AIM:
Copy all of the material below exactly.

INPUT:
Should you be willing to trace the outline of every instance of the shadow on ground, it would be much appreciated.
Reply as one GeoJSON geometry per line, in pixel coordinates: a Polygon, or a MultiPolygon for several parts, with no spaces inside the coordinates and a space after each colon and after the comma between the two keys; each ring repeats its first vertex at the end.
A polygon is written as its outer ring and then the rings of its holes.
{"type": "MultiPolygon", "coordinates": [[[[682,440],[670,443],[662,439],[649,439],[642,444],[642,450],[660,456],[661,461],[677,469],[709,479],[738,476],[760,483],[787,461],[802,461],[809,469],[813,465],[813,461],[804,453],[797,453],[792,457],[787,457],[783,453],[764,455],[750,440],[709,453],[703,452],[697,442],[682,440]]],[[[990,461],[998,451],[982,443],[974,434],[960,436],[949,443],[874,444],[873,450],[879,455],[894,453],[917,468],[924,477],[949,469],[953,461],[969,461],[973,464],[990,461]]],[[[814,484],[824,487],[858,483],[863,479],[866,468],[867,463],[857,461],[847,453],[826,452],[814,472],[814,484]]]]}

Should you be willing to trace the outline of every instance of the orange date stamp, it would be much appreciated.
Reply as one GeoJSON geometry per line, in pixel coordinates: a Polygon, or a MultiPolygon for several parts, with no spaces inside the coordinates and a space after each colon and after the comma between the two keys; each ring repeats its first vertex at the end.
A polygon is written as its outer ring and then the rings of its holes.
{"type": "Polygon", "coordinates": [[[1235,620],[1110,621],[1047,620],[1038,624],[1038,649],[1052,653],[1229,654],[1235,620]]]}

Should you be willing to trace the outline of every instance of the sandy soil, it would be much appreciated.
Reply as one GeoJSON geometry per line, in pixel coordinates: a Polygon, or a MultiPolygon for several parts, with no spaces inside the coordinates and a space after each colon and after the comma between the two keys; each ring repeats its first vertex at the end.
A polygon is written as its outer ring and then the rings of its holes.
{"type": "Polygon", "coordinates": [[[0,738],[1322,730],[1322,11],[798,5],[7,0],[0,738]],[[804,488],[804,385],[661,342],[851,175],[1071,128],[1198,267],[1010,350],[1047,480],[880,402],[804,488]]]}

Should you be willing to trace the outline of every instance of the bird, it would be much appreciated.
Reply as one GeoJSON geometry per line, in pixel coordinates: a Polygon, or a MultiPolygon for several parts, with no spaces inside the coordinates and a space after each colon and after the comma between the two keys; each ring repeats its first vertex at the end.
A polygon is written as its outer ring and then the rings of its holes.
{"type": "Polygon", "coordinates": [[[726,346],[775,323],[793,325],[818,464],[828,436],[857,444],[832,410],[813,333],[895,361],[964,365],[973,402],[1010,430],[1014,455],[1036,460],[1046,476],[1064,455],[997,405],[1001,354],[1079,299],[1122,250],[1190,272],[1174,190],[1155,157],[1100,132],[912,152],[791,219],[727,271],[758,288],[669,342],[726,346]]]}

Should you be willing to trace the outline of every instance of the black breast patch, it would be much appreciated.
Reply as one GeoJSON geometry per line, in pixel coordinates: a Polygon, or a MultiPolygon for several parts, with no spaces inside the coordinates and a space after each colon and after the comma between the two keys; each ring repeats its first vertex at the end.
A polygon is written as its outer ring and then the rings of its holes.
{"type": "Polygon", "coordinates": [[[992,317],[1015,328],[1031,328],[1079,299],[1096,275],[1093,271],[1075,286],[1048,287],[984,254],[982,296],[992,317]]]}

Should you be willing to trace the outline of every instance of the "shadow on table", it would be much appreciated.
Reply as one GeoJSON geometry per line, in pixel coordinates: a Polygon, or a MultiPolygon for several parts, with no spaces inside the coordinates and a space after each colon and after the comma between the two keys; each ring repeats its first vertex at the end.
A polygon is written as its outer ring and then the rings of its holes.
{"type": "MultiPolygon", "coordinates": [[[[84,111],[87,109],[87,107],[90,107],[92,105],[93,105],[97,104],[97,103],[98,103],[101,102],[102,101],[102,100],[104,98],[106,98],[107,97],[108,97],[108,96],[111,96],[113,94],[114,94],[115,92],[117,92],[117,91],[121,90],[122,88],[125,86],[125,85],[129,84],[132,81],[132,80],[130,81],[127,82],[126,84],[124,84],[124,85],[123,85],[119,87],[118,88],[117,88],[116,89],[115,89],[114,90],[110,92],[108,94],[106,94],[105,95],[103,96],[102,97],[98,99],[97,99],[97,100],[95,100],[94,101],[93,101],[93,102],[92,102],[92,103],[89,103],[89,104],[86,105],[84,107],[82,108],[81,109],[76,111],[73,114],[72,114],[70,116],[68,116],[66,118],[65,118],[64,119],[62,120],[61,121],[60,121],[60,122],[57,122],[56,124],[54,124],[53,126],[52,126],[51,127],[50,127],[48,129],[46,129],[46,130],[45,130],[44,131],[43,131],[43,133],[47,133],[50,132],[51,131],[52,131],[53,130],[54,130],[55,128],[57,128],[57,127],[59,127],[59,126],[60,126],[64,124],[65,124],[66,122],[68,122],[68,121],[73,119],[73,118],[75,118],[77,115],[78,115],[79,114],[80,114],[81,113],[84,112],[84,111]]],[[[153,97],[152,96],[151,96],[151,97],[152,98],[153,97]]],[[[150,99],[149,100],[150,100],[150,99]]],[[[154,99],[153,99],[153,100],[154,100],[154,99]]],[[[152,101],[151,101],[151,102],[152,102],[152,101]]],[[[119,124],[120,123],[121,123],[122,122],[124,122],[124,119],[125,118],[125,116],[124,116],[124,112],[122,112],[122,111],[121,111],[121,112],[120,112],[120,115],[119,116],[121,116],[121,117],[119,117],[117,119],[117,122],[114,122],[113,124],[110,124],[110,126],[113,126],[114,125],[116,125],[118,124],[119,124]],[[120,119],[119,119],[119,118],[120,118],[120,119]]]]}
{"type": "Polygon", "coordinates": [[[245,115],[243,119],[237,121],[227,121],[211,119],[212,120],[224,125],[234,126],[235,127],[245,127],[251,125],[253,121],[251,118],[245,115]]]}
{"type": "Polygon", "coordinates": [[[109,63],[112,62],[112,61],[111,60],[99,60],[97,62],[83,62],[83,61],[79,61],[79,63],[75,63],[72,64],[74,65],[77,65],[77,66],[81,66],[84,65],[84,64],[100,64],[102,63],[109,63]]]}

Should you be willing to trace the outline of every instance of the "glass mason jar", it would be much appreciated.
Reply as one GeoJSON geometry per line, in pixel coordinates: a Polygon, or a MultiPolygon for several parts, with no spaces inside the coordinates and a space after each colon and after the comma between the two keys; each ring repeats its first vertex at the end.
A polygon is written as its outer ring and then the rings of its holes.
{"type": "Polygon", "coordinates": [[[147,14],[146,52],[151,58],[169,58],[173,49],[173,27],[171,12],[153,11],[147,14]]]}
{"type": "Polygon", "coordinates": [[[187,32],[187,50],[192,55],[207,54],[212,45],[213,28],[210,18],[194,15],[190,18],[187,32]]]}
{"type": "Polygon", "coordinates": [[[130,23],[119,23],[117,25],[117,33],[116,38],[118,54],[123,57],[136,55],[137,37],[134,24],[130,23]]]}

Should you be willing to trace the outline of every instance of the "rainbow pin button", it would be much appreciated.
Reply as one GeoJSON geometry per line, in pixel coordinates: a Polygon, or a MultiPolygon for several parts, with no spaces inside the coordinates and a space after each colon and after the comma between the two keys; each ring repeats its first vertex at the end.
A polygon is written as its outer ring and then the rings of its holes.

CORRECT OUTPUT:
Should you be willing to trace the outline of every instance of the shadow on ground, it would be much appreciated.
Reply as one GeoJSON geometry per line, in pixel coordinates: a Polygon, or a MultiPolygon for several parts, with no spaces inside the coordinates and a space after each colon and after the comma between the two keys; each ring repeats its first vertex at the end.
A polygon is written as its outer ring and then the rings of its holes.
{"type": "MultiPolygon", "coordinates": [[[[682,440],[670,443],[662,439],[649,439],[642,444],[642,450],[660,456],[661,461],[677,469],[709,479],[738,476],[760,483],[787,461],[802,461],[809,469],[813,465],[813,461],[804,453],[797,453],[792,457],[787,457],[783,453],[764,455],[750,440],[709,453],[703,452],[697,442],[682,440]]],[[[990,461],[998,451],[982,443],[974,434],[960,436],[949,443],[874,444],[873,450],[879,455],[894,453],[917,468],[924,477],[949,469],[953,461],[969,461],[973,464],[990,461]]],[[[814,484],[824,487],[858,483],[863,479],[866,468],[867,463],[857,461],[847,453],[826,452],[814,472],[814,484]]]]}

Should you be willing to trace the outline of every instance of the orange date stamp, it would be much appreciated.
Reply as one GeoJSON geometry per line, in pixel coordinates: a Polygon, or a MultiPolygon for several parts, with no spaces inside the coordinates and a space after each colon and after the comma between the two keys; each ring repeats its first vertex at the end.
A polygon is written as its outer ring and then the rings of its holes.
{"type": "Polygon", "coordinates": [[[1235,620],[1110,621],[1047,620],[1038,624],[1038,649],[1052,653],[1229,654],[1235,620]]]}

Should you be willing to trace the outline of every instance of the sandy soil, it would be much appreciated.
Reply as one GeoJSON geometry per line, in pixel coordinates: a Polygon, or a MultiPolygon for several parts, with no spaces inside the coordinates and a space after each colon and after the comma between the two keys; each ring repeats its first vertex at the end.
A polygon is written as its outer ring and then the rings of its holes.
{"type": "Polygon", "coordinates": [[[0,738],[1322,730],[1322,11],[798,5],[7,0],[0,738]],[[804,488],[804,385],[661,342],[851,175],[1071,128],[1198,267],[1010,350],[1047,480],[880,402],[804,488]]]}

Should you be willing to trace the outline of every instance of the bird, it would be much appreciated.
Reply as one GeoJSON geometry per line, in pixel coordinates: a Polygon, or a MultiPolygon for several parts, with no spaces inside the coordinates and a space after each colon and after the comma between the two keys; each ring repeats its first vertex at the end.
A polygon is written as its outer ring and then the rings of its holes.
{"type": "Polygon", "coordinates": [[[726,346],[775,323],[793,325],[818,464],[828,436],[857,444],[832,410],[813,333],[895,361],[964,365],[973,402],[1010,430],[1014,455],[1036,460],[1046,476],[1064,455],[997,405],[1001,354],[1079,299],[1122,250],[1190,272],[1174,190],[1155,157],[1100,132],[912,152],[791,219],[727,271],[758,288],[669,342],[726,346]]]}

Should you be willing to trace the outline of every instance of the black breast patch, it would be much appreciated.
Reply as one GeoJSON geometry per line, in pixel coordinates: a Polygon, or a MultiPolygon for several parts, with no spaces inside the coordinates and a space after each colon and after the comma between the two keys; each ring repeats its first vertex at the end.
A polygon is written as its outer ring and then the rings of its holes.
{"type": "Polygon", "coordinates": [[[992,317],[1015,328],[1031,328],[1079,299],[1096,275],[1093,271],[1075,286],[1048,287],[984,254],[982,296],[992,317]]]}

Should you be willing to trace the outline of every instance of the "shadow on table", it would be much appreciated.
Reply as one GeoJSON geometry per line, in pixel coordinates: a Polygon, or a MultiPolygon for several parts, with no spaces inside the coordinates and a space after each colon and after the comma between the two keys; each ring repeats its first vertex at the end.
A polygon is written as its outer ring and then the rings of its holes.
{"type": "MultiPolygon", "coordinates": [[[[84,111],[87,109],[87,107],[90,107],[92,105],[93,105],[97,104],[97,103],[98,103],[101,102],[102,101],[102,100],[104,98],[106,98],[107,97],[108,97],[108,96],[111,96],[113,94],[114,94],[115,92],[117,92],[117,91],[121,90],[122,88],[125,86],[125,85],[129,84],[132,81],[132,80],[130,81],[127,82],[126,84],[124,84],[124,85],[123,85],[119,87],[118,88],[117,88],[116,89],[115,89],[114,90],[110,92],[108,94],[106,94],[105,95],[103,96],[102,97],[98,99],[97,99],[97,100],[95,100],[94,101],[93,101],[93,102],[92,102],[92,103],[89,103],[89,104],[86,105],[84,107],[82,108],[81,109],[76,111],[73,114],[72,114],[70,116],[68,116],[66,118],[65,118],[64,119],[62,120],[61,121],[60,121],[60,122],[57,122],[56,124],[54,124],[53,126],[52,126],[51,127],[50,127],[48,129],[46,129],[46,130],[45,130],[44,131],[43,131],[43,133],[47,133],[50,132],[51,131],[52,131],[53,130],[54,130],[55,128],[57,128],[57,127],[59,127],[59,126],[60,126],[64,124],[65,124],[66,122],[68,122],[68,121],[73,119],[73,118],[75,118],[77,115],[78,115],[79,114],[80,114],[81,113],[84,112],[84,111]]],[[[153,97],[152,96],[151,96],[151,97],[152,98],[153,97]]],[[[150,99],[149,100],[150,100],[150,99]]],[[[154,99],[153,99],[153,100],[154,100],[154,99]]],[[[152,101],[151,101],[151,102],[152,102],[152,101]]],[[[119,124],[120,123],[121,123],[122,122],[124,122],[124,119],[125,118],[125,116],[124,116],[124,112],[122,112],[122,111],[121,111],[121,112],[120,112],[120,115],[119,116],[121,116],[121,117],[119,117],[117,119],[117,122],[114,122],[113,124],[110,124],[110,126],[113,126],[114,125],[116,125],[118,124],[119,124]],[[120,119],[119,119],[119,118],[120,118],[120,119]]]]}
{"type": "Polygon", "coordinates": [[[245,115],[243,119],[237,121],[227,121],[211,119],[212,120],[224,125],[234,126],[235,127],[245,127],[251,125],[253,121],[251,118],[245,115]]]}
{"type": "Polygon", "coordinates": [[[109,63],[112,62],[112,61],[111,60],[99,60],[97,62],[83,62],[83,61],[79,61],[79,63],[75,63],[72,64],[74,65],[77,65],[77,66],[81,66],[84,65],[84,64],[100,64],[102,63],[109,63]]]}

Should you be willing to trace the outline of every instance of the "glass mason jar", it would be much appreciated.
Reply as one GeoJSON geometry per line, in pixel coordinates: a Polygon, or a MultiPolygon for several parts, with no spaces inside the coordinates and a space after each colon and after the comma between the two keys; each ring repeats its first vertex at the end.
A polygon is written as its outer ring and then the rings of its holes.
{"type": "Polygon", "coordinates": [[[147,14],[146,52],[151,58],[169,58],[173,49],[173,27],[171,12],[153,11],[147,14]]]}
{"type": "Polygon", "coordinates": [[[187,32],[187,50],[192,55],[207,54],[212,45],[213,28],[210,18],[194,15],[190,18],[187,32]]]}
{"type": "Polygon", "coordinates": [[[130,23],[119,23],[117,25],[117,33],[116,38],[118,54],[123,57],[136,55],[137,37],[134,24],[130,23]]]}

Should you be willing to trace the outline of every instance of the "rainbow pin button", it would be much appreciated.
Reply as one GeoJSON geometry per line, in pixel coordinates: a Polygon, or a MultiPolygon for several parts, with no spaces inside the coordinates and a space after each colon and after the comma between the two keys; each ring repeats its first vertex at the end.
A polygon is written as its outer ring and then the rings of its holes.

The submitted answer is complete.